§ **BRIEF**
Of the lines below, reproduce exactly those from the line containing "Place a dot on every instance of the distant hill, one" to the end, including both the first and the last.

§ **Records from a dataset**
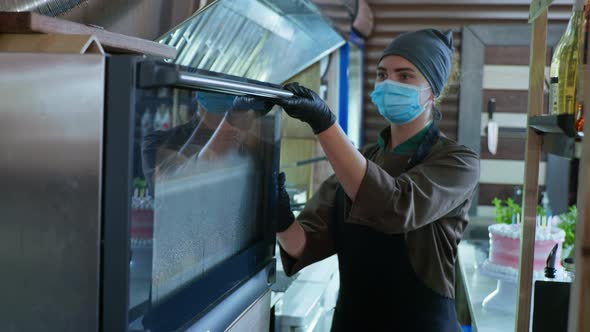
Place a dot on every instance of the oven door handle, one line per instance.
(153, 75)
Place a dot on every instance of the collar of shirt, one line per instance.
(408, 147)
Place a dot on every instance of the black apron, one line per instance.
(379, 290)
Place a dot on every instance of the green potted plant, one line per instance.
(568, 224)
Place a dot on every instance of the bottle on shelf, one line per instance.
(583, 64)
(565, 64)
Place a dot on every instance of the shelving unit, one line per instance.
(554, 134)
(559, 135)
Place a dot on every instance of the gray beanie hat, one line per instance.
(430, 50)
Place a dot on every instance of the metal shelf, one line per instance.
(556, 124)
(559, 135)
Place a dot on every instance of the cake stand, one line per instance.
(503, 298)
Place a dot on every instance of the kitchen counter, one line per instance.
(478, 287)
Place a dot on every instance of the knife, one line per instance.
(492, 127)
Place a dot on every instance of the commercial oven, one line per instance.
(197, 220)
(137, 195)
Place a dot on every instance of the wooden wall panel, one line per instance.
(394, 17)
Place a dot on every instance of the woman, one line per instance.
(394, 212)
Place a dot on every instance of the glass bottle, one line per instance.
(583, 64)
(565, 64)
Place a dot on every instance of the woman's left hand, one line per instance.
(308, 107)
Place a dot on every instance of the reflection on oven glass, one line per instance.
(197, 186)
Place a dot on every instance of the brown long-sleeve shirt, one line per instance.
(428, 203)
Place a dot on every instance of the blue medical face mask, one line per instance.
(397, 102)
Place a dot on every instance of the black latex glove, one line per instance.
(308, 107)
(246, 109)
(285, 216)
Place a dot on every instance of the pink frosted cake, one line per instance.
(505, 249)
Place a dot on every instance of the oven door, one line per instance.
(189, 198)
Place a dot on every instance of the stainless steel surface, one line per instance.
(200, 81)
(45, 7)
(50, 166)
(256, 318)
(245, 309)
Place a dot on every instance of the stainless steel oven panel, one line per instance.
(50, 158)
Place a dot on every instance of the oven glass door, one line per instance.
(202, 167)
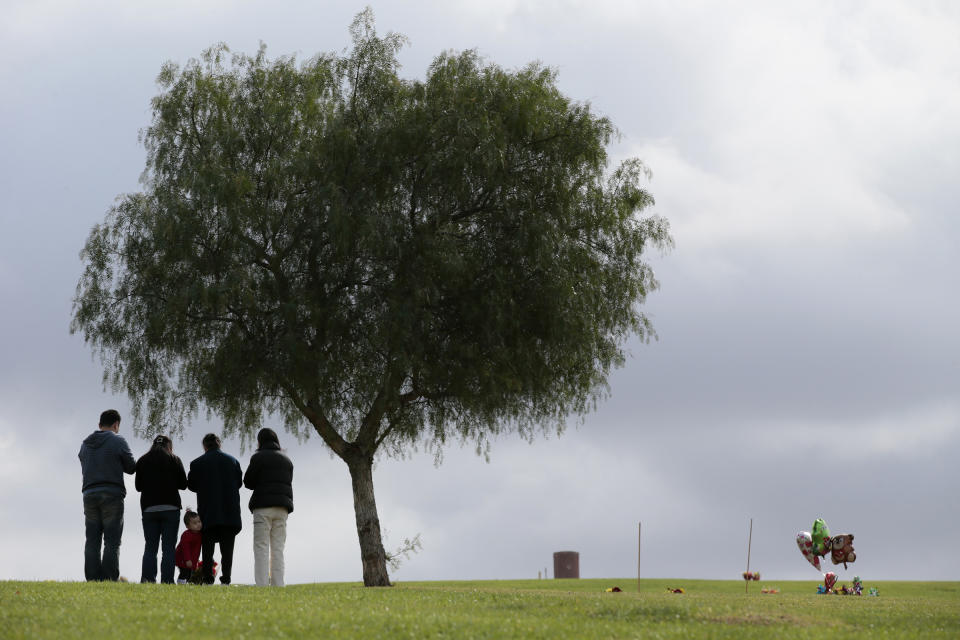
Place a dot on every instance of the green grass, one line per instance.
(553, 609)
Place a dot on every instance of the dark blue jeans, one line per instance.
(103, 513)
(159, 525)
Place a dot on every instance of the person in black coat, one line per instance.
(160, 476)
(270, 477)
(216, 478)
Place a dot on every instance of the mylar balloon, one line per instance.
(805, 542)
(820, 534)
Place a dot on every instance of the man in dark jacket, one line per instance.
(104, 458)
(270, 476)
(216, 478)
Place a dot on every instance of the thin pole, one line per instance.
(639, 532)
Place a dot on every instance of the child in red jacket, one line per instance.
(188, 551)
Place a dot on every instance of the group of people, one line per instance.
(216, 478)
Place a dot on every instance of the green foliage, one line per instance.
(550, 609)
(392, 260)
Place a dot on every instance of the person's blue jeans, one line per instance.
(157, 526)
(103, 515)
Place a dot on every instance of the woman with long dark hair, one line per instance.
(160, 476)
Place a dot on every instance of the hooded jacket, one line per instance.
(270, 477)
(159, 477)
(216, 478)
(104, 458)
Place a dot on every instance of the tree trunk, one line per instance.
(368, 523)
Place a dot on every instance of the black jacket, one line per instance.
(216, 478)
(270, 477)
(159, 478)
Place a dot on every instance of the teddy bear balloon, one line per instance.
(819, 543)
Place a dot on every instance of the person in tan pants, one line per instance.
(270, 477)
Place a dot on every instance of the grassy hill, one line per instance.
(553, 609)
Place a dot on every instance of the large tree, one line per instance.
(380, 260)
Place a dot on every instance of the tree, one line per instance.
(379, 260)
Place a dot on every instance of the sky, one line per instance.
(807, 362)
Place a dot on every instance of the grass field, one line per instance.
(554, 609)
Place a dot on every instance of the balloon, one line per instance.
(829, 580)
(820, 534)
(805, 542)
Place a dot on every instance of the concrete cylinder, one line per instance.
(566, 564)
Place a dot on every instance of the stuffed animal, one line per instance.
(841, 549)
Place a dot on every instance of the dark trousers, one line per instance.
(157, 526)
(224, 536)
(103, 518)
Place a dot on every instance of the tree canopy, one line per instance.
(380, 260)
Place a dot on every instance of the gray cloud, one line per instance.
(808, 352)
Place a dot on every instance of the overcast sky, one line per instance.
(808, 361)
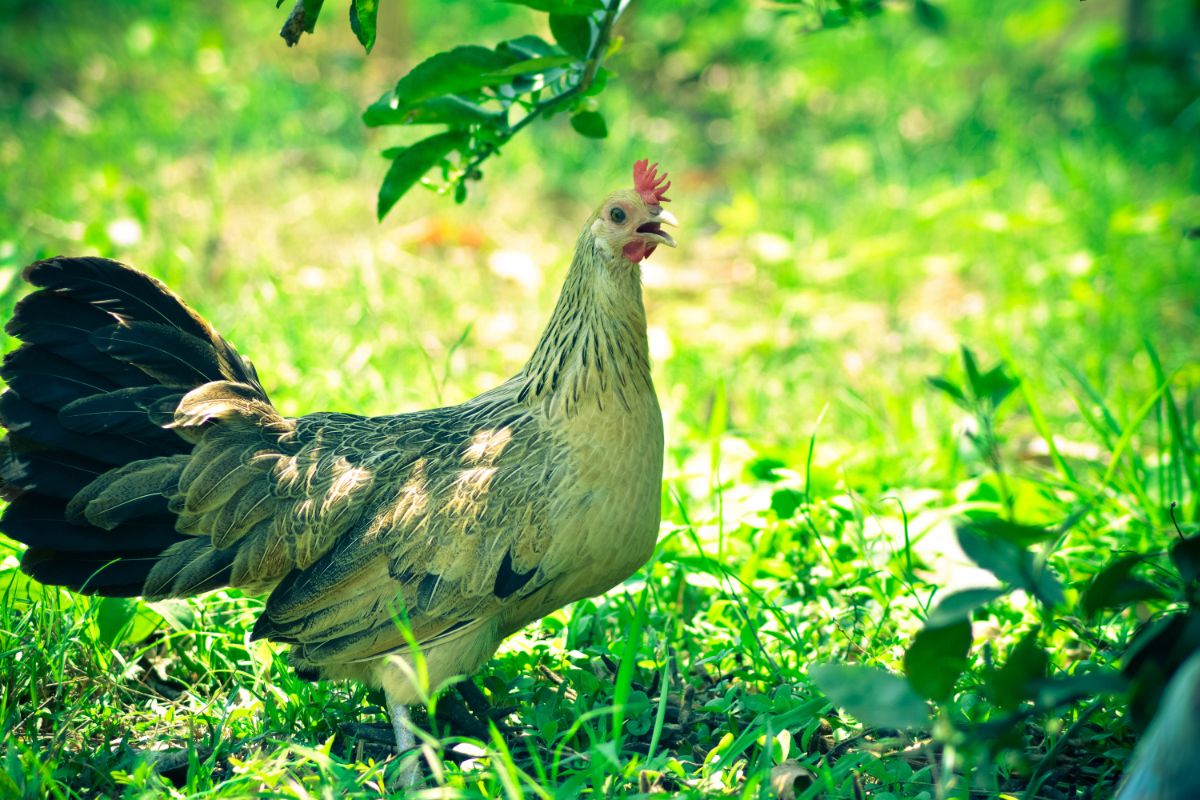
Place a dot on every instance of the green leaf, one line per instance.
(561, 6)
(528, 47)
(1115, 588)
(874, 696)
(450, 109)
(451, 72)
(785, 501)
(179, 614)
(113, 615)
(311, 11)
(1009, 563)
(1011, 531)
(929, 16)
(1014, 680)
(951, 389)
(1186, 558)
(972, 370)
(363, 20)
(411, 163)
(1068, 689)
(589, 124)
(996, 385)
(959, 605)
(936, 657)
(573, 32)
(543, 64)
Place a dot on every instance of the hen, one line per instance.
(143, 457)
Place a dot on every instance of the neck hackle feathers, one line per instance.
(647, 182)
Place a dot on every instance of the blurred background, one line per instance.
(856, 204)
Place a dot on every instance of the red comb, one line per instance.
(649, 184)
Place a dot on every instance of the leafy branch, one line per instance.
(474, 92)
(483, 97)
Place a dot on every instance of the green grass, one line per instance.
(856, 204)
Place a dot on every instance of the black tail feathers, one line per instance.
(106, 355)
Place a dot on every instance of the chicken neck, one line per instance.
(594, 348)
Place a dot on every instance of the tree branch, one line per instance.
(587, 77)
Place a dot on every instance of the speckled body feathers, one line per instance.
(144, 457)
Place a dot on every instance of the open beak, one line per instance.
(652, 230)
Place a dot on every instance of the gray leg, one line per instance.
(405, 744)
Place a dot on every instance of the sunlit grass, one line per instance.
(855, 206)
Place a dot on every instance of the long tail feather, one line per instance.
(93, 459)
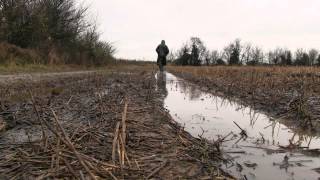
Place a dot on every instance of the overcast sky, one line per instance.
(137, 26)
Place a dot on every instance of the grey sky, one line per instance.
(137, 26)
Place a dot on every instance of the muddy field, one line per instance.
(102, 125)
(290, 94)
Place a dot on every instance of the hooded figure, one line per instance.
(162, 51)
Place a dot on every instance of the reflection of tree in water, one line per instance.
(191, 90)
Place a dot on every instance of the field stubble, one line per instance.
(290, 94)
(98, 125)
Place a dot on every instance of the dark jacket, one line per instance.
(162, 51)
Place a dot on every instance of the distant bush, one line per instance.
(56, 30)
(11, 54)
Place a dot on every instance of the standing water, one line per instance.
(256, 157)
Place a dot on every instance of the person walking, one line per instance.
(163, 52)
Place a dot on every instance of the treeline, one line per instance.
(194, 52)
(50, 32)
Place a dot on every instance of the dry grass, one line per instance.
(293, 91)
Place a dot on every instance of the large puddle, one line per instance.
(255, 157)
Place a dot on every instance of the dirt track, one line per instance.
(107, 125)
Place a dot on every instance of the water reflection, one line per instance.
(214, 117)
(161, 79)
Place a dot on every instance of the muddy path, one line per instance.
(257, 145)
(97, 126)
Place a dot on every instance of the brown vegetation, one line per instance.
(97, 126)
(287, 92)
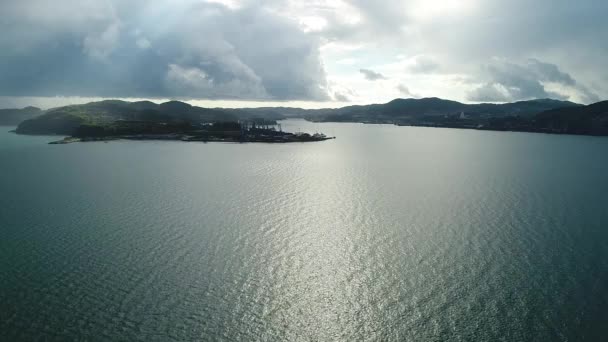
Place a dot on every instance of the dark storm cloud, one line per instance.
(371, 75)
(506, 81)
(188, 49)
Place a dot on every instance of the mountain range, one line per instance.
(542, 115)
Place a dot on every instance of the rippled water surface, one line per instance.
(386, 233)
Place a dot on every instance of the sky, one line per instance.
(312, 54)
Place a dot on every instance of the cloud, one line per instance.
(341, 97)
(507, 81)
(423, 65)
(288, 49)
(405, 91)
(371, 75)
(185, 49)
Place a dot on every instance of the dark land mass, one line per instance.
(112, 119)
(12, 117)
(119, 118)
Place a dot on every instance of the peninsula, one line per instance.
(112, 119)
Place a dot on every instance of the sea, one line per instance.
(384, 234)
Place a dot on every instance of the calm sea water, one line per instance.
(384, 234)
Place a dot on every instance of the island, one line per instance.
(112, 120)
(174, 120)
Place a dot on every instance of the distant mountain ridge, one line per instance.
(404, 109)
(542, 115)
(65, 120)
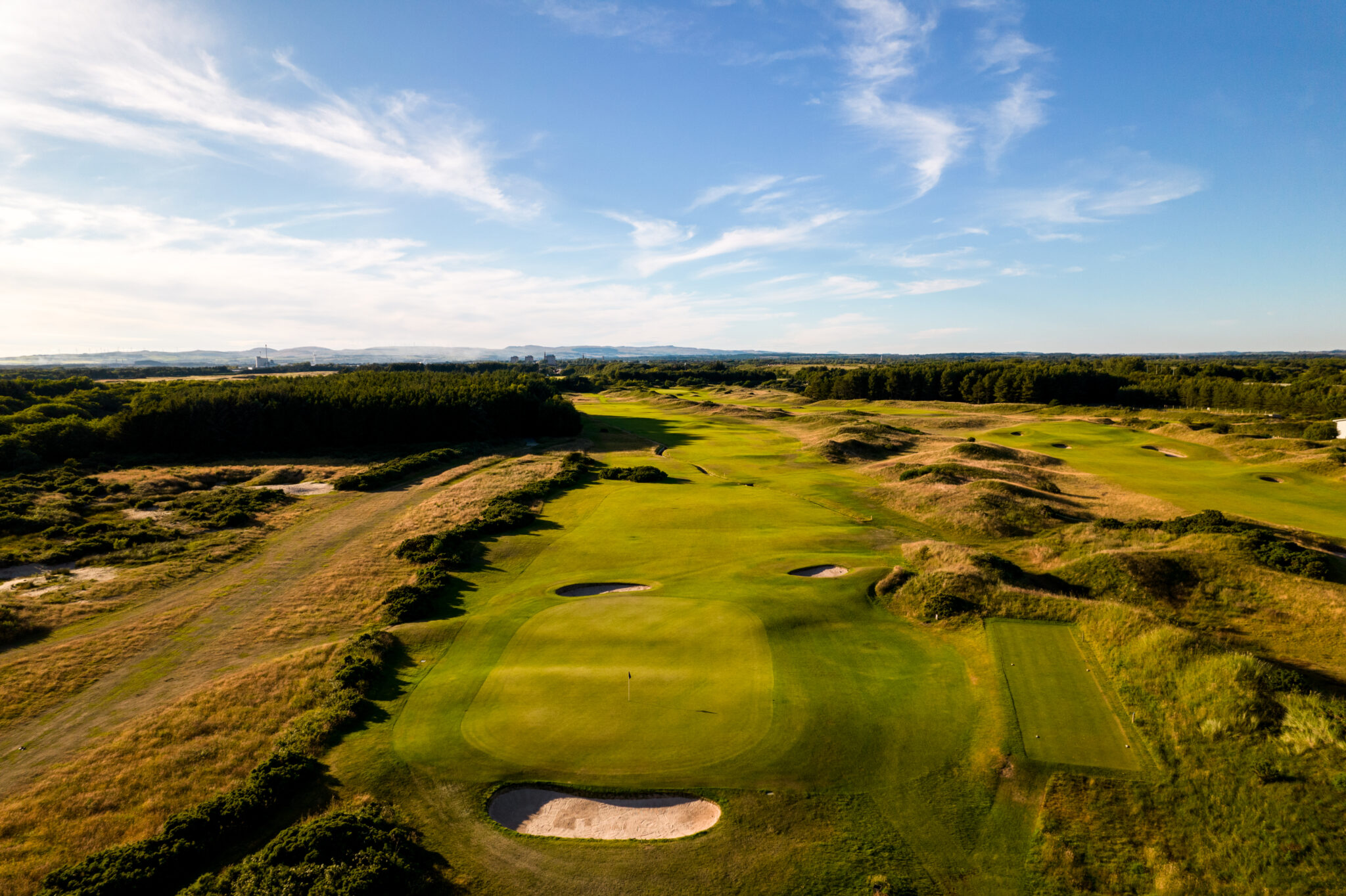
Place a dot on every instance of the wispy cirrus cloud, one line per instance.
(885, 57)
(741, 240)
(146, 279)
(1131, 183)
(1022, 110)
(652, 233)
(141, 77)
(745, 187)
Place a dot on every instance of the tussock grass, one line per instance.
(123, 788)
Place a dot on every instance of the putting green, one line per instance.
(700, 686)
(809, 685)
(1063, 716)
(1202, 480)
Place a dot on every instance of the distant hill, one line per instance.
(379, 354)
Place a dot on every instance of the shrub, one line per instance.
(362, 852)
(1321, 431)
(229, 506)
(395, 470)
(634, 474)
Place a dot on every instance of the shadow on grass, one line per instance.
(655, 430)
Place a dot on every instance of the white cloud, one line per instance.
(745, 187)
(170, 282)
(927, 287)
(139, 76)
(730, 268)
(742, 238)
(613, 19)
(1120, 195)
(928, 137)
(653, 233)
(1013, 118)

§ **ANSWER AREA**
Place a dot on every instance of the distant hill, one line per instance.
(379, 354)
Place a dot on every instance of the shrub, one line per instance.
(362, 852)
(1321, 431)
(229, 506)
(395, 470)
(634, 474)
Place a dot on every instance of the shadow on grass, one line per instance.
(655, 430)
Place a dot on every instance of the white cloud, one line per instance.
(745, 187)
(170, 282)
(927, 287)
(139, 76)
(730, 268)
(742, 238)
(613, 19)
(1120, 195)
(928, 137)
(653, 233)
(1013, 118)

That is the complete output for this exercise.